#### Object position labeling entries
----------------------------------------

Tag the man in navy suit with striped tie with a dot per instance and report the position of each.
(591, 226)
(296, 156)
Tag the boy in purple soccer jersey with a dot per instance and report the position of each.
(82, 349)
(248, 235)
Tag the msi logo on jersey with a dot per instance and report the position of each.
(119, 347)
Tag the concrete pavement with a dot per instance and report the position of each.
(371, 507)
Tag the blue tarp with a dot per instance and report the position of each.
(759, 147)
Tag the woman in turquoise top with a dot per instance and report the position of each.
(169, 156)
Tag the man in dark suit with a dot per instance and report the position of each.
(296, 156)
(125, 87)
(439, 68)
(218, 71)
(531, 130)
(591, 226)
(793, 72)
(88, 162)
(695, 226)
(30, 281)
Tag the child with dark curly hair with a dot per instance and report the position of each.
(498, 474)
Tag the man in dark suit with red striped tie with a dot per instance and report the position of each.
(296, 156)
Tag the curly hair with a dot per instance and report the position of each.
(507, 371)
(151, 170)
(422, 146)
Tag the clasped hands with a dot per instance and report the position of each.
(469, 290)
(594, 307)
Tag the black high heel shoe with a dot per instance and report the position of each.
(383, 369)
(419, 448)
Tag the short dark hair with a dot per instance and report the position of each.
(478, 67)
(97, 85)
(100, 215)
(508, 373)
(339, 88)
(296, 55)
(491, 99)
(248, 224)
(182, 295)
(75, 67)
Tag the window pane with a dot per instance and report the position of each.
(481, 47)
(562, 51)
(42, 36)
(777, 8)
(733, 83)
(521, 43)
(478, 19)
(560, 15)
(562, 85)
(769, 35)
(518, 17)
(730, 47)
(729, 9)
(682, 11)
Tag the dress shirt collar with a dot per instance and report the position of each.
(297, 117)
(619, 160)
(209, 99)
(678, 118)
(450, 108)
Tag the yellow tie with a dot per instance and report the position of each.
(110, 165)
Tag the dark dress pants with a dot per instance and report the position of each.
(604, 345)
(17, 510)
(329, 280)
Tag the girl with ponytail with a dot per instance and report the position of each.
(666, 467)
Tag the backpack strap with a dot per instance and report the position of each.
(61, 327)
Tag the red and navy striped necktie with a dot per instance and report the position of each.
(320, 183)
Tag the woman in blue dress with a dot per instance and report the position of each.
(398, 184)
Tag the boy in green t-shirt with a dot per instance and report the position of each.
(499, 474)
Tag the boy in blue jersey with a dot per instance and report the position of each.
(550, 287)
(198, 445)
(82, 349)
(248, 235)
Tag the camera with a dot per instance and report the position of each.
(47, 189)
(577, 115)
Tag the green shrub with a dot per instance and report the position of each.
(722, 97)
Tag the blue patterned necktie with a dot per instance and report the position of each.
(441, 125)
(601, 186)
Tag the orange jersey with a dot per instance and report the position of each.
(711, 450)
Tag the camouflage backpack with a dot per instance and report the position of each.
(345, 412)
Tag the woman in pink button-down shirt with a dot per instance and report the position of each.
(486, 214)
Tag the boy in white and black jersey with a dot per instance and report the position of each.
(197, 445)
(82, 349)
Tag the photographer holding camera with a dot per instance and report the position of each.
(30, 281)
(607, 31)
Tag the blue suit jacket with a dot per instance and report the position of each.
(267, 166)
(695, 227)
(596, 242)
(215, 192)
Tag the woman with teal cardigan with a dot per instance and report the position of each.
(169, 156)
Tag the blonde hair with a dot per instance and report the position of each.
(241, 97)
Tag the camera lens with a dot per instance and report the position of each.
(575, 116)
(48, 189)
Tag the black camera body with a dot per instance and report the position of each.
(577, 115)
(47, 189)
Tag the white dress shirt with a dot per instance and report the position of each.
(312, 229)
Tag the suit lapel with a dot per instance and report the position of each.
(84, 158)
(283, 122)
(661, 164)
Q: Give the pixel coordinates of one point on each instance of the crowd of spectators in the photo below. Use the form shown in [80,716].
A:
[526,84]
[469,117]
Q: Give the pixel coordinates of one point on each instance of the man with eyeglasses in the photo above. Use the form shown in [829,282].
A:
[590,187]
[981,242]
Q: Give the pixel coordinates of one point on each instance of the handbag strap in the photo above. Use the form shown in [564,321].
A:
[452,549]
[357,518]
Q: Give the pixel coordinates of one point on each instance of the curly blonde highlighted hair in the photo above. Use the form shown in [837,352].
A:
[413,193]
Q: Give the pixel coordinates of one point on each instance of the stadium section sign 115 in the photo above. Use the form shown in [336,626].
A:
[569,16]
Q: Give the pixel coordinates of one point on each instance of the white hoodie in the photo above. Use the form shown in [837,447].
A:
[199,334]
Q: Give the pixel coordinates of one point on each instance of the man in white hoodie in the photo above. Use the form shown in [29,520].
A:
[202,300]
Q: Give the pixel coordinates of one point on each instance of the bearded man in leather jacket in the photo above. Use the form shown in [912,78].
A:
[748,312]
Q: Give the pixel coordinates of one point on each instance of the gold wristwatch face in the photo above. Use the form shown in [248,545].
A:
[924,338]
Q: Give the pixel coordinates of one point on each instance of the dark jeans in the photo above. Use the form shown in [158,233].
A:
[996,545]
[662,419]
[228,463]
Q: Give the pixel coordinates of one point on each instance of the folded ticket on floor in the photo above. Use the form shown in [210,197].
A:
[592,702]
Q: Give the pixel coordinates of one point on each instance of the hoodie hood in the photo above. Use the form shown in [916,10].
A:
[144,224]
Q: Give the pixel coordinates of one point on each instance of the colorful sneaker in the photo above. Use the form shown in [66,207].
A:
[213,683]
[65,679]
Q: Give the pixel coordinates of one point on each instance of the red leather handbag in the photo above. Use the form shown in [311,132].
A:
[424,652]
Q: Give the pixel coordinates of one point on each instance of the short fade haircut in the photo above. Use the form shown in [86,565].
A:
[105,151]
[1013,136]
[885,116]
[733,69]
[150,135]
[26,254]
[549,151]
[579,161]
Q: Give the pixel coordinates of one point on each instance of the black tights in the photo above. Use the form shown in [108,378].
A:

----------------------------------------

#### TASK INSTRUCTIONS
In this exercise, repeat all entries exactly.

#### WORKED SOLUTION
Tag the man in navy suit with striped tie with a dot per instance and report the position of each.
(591, 226)
(296, 156)
Tag the boy in purple soccer jersey with a dot per instance and report the position of each.
(82, 349)
(248, 235)
Tag the msi logo on jersey with a dot per instance and report the position of each.
(119, 347)
Tag the concrete pavement with a dot per instance and report the position of each.
(371, 507)
Tag the blue tarp with a dot per instance and report the position of each.
(759, 147)
Tag the woman in turquoise top with a dot per instance and report the position of each.
(169, 156)
Tag the man in dark suit with a dot per instance and report the position of each.
(296, 156)
(125, 87)
(439, 68)
(218, 71)
(531, 130)
(591, 226)
(793, 72)
(88, 162)
(695, 226)
(30, 281)
Tag the child with dark curly hair with a dot per instance and report the position of each.
(498, 474)
Tag the man in dark suit with red striped tie with a dot per instance and report the position of each.
(296, 156)
Tag the curly hair with a dot per instance and report the position of each.
(507, 371)
(151, 170)
(422, 146)
Tag the clasped hands with a dot per instance and report the position of each.
(469, 290)
(594, 307)
Tag the black high heel shoe with a dot per instance and report the position of each.
(383, 369)
(419, 448)
Tag the short dark hair with a dot per instance and report the position of each.
(478, 67)
(97, 85)
(100, 215)
(508, 373)
(339, 88)
(296, 55)
(491, 99)
(248, 224)
(182, 295)
(75, 67)
Tag the window pane with a dot per instance and report the position of each.
(481, 47)
(562, 51)
(42, 36)
(777, 8)
(733, 83)
(521, 43)
(478, 19)
(560, 15)
(562, 85)
(769, 35)
(518, 17)
(730, 47)
(729, 9)
(682, 11)
Tag the dress shirt collar with a dot per instance and report the position of each.
(297, 117)
(619, 160)
(209, 99)
(678, 118)
(450, 108)
Tag the yellow tie with a dot per instance and report the position of each.
(110, 165)
Tag the dark dress pants with a dot per instance and report the position of each.
(604, 345)
(17, 510)
(329, 280)
Tag the girl with ponytail with a dot per instance and report the position of each.
(666, 467)
Tag the backpack strap with a dot per instance and report the position of each.
(61, 327)
Tag the red and navy striped necktie with a dot per instance and report the position of each.
(320, 183)
Tag the woman in blue dress with a dot per instance and report the position of each.
(398, 184)
Tag the boy in green t-shirt with a dot per instance and report the position of each.
(499, 474)
Tag the boy in blue jersey with a dot per instance and report the position of each.
(550, 287)
(198, 445)
(82, 349)
(248, 235)
Tag the camera with a dot per instance and report the position of each.
(47, 189)
(577, 115)
Tag the green shrub with a dot per instance and report the position of each.
(722, 97)
Tag the blue patterned necktie with a dot per instance and report the position of each.
(441, 125)
(601, 186)
Tag the orange jersey with a dot per instance and report the position of each.
(711, 450)
Tag the camouflage backpack with a dot per instance and report the position of each.
(345, 412)
Tag the woman in pink button-down shirt with a dot per instance and report the position of each.
(486, 214)
Tag the boy in white and black jersey with a dot per instance and report the position of each.
(197, 445)
(82, 349)
Tag the photographer holding camera with a dot per instance and report the position of each.
(30, 281)
(607, 31)
Tag the blue suit jacket with a dot per instance and report the position of each.
(267, 166)
(695, 227)
(596, 242)
(215, 192)
Tag the woman with teal cardigan with a dot per instance and report the position of each.
(169, 156)
Tag the blonde hair with a dot per instance and report the position of each.
(241, 97)
Tag the camera lens with a dot per instance and report the position of each.
(575, 116)
(48, 189)
Tag the black camera body with a dot per instance and report the position of each.
(577, 115)
(47, 189)
Tag the white dress shirt with a dot per instance and report the position of each.
(312, 229)
Tag the suit lapel with a dot per instance and report the position of each.
(84, 158)
(283, 122)
(661, 164)
Q: Give the pixel coordinates of one point on each instance of the crowd of spectators in the photo below. Use the form shown in [80,716].
A:
[526,84]
[469,117]
Q: Give the pixel coordinates of one point on each instance of the man with eyeglasses in the photo above. Use the form shown in [829,282].
A:
[590,187]
[981,242]
Q: Give the pixel coordinates of one point on each instance of the handbag strap in the photo above. Use the form shown in [564,321].
A:
[452,549]
[357,518]
Q: Give the pixel coordinates of one point on each instance of the curly blonde highlighted hair in the photo above. Use the form shown in [837,352].
A:
[413,193]
Q: Give the pixel coordinates of one point on each instance of the stadium section sign 115 in the photo above. Use the form shown in [336,626].
A:
[569,16]
Q: Give the pixel coordinates of one point on each instance of the white hoodie in the photo above. Use the form shown in [837,447].
A:
[199,334]
Q: Give the pixel coordinates of one point on each instance of the man in white hoodie in the photo above. Use the form shown in [29,520].
A:
[202,300]
Q: Give the pixel coordinates of one point on each instance of the bearded man in leather jacket in the photo above. Use the form shown in [912,78].
A:
[748,312]
Q: Give the pixel coordinates of one point on each instance of the gold wristwatch face in the photo above. Use the form shown in [248,545].
A:
[924,338]
Q: Give the pixel coordinates of one point on each instance of the dark jeans in the photo above. Use the form shown in [158,233].
A:
[996,545]
[662,419]
[228,463]
Q: Give the pixel coordinates of one point on each instance of the folded ticket on floor in the photo above. Use the form shown in [210,197].
A:
[592,702]
Q: Give the pixel coordinates of one point on each instance of the hoodie hood in the photo above. Use the form shown in [916,10].
A:
[144,224]
Q: Give the pixel coordinates of one point on each instance of the colorful sneaker in the photo above. Use the form shown in [66,207].
A:
[213,683]
[65,679]
Q: Give the pixel coordinates of one point on each instance of the red leather handbag in the photo above. Use the form shown in [311,132].
A:
[424,652]
Q: Give the pixel coordinates of one point on each instance of the short fade haircut in the photo above. Use the form shown in [86,565].
A:
[105,151]
[1013,136]
[885,116]
[733,69]
[150,135]
[26,254]
[549,151]
[579,161]
Q: Give the pixel coordinates of one point on each instance of the black tights in the photo above. Use the form shown in [108,378].
A:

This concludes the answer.